Source:
Last Updated: October 8, 2021
These Quantcast Choice Terms of Service, including the attached Quantcast Choice Processing Terms (collectively, this “Agreement”), describe the terms and conditions on which Quantcast makes Quantcast Choice (the “Solution”) available to Customer.
BY USING THE SOLUTION, CUSTOMER IS AGREEING TO BE BOUND BY THIS AGREEMENT. IF CUSTOMER IS ENTERING INTO THIS AGREEMENT ON BEHALF OF A COMPANY OR OTHER LEGAL ENTITY, CUSTOMER REPRESENTS THAT CUSTOMER HAS THE AUTHORITY TO BIND SUCH ENTITY, IN WHICH CASE THE TERM “CUSTOMER” WILL REFER TO SUCH ENTITY (OR, IF SUCH ENTITY IS ACTING AS AN AUTHORIZED THIRD PARTY, THEN THE TERM “CUSTOMER” WILL REFER TO SUCH ENTITY, THE AUTHORIZING PARTY(IES), OR BOTH, AS APPLICABLE). QUANTCAST MAY MODIFY THIS AGREEMENT FROM TIME TO TIME; CONTINUED USE 30 DAYS AFTER NOTIFICATION WILL CONSTITUTE ACCEPTANCE (SEE SECTION 6). PLEASE READ THIS AGREEMENT CAREFULLY.
1. Certain Definitions.
“Applicable Privacy Laws” means the GDPR and the CCPA.
“IAB Privacy Frameworks” means the IAB Europe Transparency and Consent Framework and the IAB CCPA Compliance Framework.
“CCPA” means Title 1.81.5 of the California Civil Code.
“EU GDPR” means Regulation (EU) 2016/679 of the European Parliament and of the Council of 27 April 2016 on the protection of natural persons with regard to the processing of personal data and on the free movement of such data, and repealing Directive 95/46/EC.
“UK GDPR” means the EU GDPR as amended and incorporated into UK law under the UK European Union (Withdrawal) Act 2018, if in force.

Extracted data:

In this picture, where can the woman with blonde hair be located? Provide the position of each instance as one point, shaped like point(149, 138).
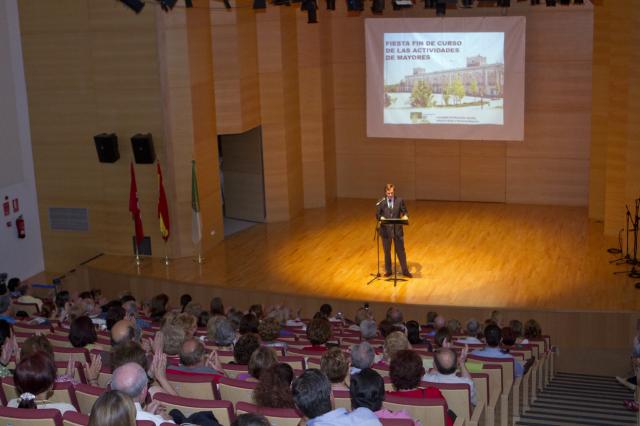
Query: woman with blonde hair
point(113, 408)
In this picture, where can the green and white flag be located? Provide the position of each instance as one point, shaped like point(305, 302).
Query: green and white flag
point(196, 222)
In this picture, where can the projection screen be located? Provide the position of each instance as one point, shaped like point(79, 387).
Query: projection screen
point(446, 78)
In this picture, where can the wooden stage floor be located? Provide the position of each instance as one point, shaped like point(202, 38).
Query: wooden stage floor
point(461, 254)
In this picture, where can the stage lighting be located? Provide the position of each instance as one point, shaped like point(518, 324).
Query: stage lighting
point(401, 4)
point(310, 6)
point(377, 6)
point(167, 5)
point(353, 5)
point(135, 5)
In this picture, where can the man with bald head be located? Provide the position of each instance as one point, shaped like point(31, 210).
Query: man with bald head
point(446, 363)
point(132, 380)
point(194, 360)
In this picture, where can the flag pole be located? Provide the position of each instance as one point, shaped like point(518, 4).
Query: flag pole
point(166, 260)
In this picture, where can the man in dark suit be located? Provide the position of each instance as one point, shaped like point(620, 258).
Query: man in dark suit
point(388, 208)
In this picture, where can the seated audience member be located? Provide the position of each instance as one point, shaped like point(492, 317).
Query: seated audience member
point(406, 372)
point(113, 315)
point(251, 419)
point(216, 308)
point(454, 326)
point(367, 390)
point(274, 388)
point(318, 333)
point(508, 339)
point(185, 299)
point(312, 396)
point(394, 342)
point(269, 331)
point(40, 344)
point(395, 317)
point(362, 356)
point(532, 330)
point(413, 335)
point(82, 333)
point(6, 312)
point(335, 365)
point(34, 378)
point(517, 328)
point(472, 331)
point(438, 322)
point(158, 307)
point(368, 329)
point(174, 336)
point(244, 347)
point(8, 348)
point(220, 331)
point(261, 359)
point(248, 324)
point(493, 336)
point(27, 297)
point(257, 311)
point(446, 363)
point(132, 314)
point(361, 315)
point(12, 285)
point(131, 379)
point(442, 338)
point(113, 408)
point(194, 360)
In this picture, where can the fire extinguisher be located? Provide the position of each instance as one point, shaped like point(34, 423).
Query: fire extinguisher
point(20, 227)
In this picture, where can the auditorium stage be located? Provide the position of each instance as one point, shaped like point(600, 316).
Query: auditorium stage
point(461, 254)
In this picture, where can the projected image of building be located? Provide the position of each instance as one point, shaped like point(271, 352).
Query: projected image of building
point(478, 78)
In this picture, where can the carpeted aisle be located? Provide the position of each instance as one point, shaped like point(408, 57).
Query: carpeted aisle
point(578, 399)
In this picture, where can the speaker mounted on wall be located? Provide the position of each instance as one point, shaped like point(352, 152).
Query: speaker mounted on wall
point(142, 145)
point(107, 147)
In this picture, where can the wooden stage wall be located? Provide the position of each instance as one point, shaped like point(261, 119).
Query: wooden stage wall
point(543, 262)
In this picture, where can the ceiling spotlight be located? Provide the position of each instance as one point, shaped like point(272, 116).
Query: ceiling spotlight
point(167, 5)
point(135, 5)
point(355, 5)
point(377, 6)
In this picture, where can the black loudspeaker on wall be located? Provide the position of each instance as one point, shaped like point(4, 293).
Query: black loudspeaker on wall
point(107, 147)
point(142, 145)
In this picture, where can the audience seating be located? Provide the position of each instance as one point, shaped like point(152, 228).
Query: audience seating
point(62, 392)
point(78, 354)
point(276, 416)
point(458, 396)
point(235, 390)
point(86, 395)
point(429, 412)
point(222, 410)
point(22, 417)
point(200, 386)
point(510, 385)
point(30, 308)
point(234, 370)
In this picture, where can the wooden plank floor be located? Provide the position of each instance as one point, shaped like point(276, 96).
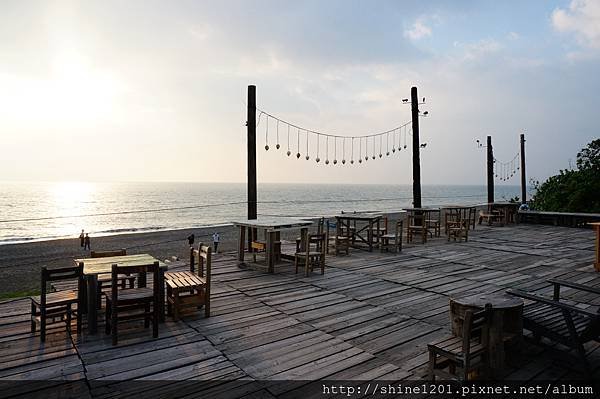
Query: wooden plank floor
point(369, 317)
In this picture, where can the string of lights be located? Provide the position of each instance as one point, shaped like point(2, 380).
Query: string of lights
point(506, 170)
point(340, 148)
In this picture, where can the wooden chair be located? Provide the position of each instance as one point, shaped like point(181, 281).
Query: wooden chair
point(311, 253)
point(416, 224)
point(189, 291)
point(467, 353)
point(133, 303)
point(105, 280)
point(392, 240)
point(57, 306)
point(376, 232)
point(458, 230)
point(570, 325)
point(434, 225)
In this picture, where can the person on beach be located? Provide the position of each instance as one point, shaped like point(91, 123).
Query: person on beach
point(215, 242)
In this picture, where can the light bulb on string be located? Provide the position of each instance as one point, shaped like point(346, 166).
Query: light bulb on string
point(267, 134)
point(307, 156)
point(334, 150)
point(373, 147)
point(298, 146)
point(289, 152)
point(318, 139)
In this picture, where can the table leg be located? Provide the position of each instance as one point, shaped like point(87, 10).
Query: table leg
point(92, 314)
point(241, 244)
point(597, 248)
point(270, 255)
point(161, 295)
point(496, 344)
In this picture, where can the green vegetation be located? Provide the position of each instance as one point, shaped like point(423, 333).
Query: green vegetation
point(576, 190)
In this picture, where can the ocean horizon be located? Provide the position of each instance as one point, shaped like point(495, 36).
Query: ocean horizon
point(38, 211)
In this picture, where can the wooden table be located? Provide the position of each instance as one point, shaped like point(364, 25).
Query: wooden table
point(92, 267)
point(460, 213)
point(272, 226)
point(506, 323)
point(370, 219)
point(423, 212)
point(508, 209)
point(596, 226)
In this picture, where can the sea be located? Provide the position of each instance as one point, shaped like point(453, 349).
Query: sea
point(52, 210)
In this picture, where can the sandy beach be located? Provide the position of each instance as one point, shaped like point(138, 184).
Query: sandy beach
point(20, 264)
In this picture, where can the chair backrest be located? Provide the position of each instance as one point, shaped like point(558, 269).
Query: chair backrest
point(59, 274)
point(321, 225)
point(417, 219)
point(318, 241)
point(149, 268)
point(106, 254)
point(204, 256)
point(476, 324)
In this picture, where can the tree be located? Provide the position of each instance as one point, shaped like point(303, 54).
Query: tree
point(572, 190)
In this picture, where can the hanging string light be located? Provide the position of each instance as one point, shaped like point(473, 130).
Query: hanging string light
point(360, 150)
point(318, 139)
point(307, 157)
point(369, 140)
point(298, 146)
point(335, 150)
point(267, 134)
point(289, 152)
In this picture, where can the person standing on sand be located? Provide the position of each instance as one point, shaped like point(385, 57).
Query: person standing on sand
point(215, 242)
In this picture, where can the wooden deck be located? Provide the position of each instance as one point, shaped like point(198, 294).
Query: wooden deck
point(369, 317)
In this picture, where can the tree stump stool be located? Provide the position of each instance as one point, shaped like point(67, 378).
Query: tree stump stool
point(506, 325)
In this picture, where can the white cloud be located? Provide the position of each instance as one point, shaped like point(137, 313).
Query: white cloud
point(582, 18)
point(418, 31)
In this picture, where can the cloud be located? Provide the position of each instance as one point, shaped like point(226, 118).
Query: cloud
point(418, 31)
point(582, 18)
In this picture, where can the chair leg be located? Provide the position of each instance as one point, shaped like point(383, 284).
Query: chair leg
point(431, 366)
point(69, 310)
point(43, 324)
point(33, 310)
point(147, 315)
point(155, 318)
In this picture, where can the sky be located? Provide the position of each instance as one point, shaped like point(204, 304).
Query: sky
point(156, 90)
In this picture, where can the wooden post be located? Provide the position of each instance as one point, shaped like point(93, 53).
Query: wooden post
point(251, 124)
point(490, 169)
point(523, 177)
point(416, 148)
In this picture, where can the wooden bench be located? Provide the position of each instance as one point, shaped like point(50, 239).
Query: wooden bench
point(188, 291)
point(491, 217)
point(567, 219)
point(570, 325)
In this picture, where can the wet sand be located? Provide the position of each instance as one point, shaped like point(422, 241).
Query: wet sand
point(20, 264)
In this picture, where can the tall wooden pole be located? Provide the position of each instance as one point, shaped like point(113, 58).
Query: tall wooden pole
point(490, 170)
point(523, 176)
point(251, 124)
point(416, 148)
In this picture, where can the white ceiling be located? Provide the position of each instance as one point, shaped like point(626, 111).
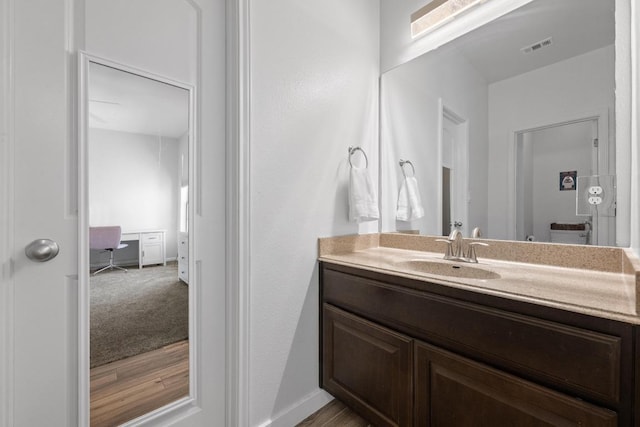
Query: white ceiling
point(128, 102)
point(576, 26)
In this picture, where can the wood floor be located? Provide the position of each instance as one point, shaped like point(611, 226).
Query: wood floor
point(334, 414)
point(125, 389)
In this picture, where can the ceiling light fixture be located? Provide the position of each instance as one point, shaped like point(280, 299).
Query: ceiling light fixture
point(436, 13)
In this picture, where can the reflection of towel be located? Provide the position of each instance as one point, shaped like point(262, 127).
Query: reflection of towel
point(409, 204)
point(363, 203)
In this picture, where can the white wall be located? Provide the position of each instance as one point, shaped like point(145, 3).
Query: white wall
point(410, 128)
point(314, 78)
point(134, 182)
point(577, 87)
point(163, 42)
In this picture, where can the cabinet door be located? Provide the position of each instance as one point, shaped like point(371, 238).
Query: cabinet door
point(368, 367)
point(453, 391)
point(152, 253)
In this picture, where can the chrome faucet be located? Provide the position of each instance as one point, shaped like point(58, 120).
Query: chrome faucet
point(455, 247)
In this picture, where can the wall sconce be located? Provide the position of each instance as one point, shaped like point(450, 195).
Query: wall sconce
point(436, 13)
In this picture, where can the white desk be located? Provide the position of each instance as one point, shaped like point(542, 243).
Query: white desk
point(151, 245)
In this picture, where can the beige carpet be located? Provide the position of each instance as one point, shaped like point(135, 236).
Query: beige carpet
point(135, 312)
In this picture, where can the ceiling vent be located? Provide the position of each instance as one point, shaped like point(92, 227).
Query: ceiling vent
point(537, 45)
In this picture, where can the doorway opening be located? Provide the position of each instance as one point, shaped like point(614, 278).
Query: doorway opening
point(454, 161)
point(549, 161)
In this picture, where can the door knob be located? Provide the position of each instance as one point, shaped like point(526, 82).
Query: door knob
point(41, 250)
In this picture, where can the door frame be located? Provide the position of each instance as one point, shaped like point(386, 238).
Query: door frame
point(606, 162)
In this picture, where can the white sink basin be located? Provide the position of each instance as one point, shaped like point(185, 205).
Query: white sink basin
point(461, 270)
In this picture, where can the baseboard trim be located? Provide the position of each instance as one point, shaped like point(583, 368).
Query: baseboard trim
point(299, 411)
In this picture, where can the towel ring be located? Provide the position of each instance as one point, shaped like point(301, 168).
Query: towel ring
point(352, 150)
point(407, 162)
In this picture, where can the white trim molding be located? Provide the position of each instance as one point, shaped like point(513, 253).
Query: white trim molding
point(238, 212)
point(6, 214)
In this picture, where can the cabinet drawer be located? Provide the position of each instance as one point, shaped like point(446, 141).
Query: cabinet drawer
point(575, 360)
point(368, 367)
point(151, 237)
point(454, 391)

Your goal: Please state what "CCPA" means according to the Quantcast Choice terms of service.

Solved problem: Title 1.81.5 of the California Civil Code.